What you are asked to do :: An exact copy of the lines from the one containing "Tag the bride with" through the final line of the records is the only acceptable answer.

Record extracts ::
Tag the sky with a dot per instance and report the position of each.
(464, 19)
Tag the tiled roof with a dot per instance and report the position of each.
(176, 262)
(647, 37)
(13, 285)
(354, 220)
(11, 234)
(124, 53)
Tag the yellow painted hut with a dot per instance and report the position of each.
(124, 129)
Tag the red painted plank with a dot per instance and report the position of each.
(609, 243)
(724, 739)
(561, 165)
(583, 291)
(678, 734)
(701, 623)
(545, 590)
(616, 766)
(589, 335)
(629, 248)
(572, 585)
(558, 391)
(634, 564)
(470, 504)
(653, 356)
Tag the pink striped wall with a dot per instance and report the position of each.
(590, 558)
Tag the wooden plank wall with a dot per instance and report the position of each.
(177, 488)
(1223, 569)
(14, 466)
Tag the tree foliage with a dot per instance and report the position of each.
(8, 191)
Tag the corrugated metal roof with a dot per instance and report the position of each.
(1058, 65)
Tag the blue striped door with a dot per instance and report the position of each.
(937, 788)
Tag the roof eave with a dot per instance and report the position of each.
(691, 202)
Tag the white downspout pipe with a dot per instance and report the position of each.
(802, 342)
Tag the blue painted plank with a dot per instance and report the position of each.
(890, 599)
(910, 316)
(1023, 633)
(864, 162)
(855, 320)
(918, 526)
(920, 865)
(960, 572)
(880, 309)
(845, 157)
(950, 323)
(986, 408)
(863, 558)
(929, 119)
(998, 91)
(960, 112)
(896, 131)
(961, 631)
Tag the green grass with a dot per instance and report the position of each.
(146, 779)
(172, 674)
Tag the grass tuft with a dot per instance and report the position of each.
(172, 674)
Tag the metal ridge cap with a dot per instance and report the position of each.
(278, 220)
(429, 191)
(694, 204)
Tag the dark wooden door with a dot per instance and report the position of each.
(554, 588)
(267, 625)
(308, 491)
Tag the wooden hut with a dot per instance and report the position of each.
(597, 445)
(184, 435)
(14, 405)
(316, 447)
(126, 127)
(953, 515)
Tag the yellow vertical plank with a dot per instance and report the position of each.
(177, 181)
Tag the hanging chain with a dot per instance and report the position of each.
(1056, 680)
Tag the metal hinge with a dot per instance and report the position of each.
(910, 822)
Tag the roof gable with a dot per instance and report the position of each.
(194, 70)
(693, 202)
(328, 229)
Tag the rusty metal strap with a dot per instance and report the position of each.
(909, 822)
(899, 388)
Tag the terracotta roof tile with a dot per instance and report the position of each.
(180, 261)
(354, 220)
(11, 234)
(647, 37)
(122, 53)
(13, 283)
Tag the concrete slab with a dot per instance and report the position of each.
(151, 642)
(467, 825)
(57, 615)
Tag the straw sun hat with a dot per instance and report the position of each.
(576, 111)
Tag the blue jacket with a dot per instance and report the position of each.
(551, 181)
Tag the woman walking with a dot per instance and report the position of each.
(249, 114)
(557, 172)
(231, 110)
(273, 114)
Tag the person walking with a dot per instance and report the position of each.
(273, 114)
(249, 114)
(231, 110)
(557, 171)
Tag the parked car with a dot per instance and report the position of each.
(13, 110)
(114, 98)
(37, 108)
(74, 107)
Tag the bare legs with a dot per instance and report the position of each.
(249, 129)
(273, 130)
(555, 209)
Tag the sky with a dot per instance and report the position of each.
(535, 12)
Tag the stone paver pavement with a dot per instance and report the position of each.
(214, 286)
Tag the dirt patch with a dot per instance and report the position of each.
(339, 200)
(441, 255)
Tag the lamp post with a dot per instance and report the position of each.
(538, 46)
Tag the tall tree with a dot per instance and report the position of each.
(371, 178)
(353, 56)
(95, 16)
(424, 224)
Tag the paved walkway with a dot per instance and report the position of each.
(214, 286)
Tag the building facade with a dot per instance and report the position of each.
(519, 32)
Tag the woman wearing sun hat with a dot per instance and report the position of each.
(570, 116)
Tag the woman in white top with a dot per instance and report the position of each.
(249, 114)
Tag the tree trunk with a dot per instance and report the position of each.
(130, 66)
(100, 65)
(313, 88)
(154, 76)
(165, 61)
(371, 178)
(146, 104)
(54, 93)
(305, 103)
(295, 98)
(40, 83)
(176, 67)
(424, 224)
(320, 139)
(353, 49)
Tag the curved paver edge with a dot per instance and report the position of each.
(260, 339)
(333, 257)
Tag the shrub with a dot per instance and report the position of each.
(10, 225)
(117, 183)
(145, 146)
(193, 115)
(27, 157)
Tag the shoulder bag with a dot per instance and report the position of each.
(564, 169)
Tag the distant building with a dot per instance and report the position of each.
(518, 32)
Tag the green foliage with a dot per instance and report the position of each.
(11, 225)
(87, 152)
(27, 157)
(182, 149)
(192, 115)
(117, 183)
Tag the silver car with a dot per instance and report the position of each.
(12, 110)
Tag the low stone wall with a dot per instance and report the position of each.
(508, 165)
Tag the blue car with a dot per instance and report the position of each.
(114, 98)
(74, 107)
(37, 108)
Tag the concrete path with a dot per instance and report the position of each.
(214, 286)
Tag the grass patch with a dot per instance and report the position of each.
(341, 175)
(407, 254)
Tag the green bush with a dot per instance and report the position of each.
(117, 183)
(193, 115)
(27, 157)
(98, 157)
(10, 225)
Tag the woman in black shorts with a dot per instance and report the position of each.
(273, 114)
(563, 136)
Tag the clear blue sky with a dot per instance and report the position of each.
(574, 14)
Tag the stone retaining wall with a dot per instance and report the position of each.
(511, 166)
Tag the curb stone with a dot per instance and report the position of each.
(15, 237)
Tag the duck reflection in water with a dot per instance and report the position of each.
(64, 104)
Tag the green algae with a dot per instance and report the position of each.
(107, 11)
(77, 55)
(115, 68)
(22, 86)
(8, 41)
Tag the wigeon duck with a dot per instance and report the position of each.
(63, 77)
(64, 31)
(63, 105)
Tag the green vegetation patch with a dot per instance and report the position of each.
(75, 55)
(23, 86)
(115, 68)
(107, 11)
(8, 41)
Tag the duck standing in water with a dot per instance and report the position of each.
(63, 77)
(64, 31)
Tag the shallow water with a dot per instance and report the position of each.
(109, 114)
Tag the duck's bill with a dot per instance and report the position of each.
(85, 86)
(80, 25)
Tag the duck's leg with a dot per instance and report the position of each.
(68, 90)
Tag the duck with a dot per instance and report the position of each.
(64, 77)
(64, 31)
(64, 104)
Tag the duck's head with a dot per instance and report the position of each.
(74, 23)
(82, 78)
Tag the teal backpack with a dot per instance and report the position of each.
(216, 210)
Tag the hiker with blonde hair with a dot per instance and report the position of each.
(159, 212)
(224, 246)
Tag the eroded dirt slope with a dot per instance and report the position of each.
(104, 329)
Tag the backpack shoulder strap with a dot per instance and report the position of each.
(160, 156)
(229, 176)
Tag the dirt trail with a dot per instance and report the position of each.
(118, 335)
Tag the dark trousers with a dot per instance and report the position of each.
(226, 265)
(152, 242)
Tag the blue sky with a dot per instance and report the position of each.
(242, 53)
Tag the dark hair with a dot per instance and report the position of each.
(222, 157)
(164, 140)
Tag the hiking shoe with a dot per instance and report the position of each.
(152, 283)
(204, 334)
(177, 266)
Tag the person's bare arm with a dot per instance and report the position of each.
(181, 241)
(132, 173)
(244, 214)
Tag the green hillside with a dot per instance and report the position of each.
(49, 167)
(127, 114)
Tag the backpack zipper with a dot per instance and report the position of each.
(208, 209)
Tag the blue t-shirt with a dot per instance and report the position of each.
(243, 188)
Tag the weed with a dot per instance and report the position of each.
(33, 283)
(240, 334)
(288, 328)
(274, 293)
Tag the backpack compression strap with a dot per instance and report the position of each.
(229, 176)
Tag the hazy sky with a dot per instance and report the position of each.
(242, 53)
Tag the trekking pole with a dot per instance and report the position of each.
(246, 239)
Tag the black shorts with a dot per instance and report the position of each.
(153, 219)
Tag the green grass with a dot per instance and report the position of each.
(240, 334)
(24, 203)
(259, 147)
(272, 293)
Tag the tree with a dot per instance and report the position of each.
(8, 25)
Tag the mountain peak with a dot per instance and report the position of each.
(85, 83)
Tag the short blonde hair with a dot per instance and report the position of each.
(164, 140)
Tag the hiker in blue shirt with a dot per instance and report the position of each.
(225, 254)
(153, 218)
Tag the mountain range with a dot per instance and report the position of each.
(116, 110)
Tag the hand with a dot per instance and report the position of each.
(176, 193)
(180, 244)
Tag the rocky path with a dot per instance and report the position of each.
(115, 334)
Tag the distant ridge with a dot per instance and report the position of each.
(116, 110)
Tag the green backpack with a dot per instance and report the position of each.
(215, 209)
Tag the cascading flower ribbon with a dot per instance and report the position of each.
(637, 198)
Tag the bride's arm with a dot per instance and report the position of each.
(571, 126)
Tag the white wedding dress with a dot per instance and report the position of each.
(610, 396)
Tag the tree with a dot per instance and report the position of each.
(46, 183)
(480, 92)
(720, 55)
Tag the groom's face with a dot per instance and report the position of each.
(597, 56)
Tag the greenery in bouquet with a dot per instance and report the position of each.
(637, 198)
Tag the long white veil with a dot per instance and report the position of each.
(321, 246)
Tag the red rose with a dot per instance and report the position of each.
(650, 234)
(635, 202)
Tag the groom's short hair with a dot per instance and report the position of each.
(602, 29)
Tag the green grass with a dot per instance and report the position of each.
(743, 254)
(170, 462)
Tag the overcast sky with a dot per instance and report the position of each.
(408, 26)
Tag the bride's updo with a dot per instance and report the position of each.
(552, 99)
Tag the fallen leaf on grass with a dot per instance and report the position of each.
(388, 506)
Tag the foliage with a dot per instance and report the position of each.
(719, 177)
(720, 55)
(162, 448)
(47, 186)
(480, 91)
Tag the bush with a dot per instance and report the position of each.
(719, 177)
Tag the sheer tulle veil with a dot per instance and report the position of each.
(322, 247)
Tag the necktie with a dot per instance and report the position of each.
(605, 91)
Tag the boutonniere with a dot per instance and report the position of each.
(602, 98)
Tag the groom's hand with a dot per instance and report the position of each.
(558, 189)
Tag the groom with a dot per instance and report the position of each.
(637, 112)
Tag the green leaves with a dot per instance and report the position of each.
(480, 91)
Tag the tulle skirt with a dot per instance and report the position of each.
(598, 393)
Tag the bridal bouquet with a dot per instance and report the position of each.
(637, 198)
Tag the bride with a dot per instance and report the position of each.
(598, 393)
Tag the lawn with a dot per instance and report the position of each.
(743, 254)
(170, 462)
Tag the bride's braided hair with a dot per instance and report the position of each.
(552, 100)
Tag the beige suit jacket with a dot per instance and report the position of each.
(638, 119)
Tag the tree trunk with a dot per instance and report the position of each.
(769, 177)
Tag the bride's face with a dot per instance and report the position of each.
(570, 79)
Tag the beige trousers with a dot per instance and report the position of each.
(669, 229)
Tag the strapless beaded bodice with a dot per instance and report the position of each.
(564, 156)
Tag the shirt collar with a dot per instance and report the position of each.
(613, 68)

Solution to this problem ::
Tag the bride with a dot per instance and report the position of each.
(598, 393)
Tag the lawn with a dot per instance and report the position of each.
(743, 254)
(170, 462)
Tag the bride's braided hair with a dot per instance and report the position of each.
(552, 100)
Tag the beige suit jacket with a dot per instance and report the position of each.
(638, 119)
Tag the tree trunk with a dot per instance and report the position of each.
(769, 177)
Tag the bride's face with a dot per instance and report the position of each.
(570, 79)
Tag the beige trousers with a dot per instance and report the position of each.
(669, 229)
Tag the strapless beaded bodice with a dot per instance and report the position of each.
(564, 156)
Tag the shirt collar with a dot per instance and report the position of each.
(613, 68)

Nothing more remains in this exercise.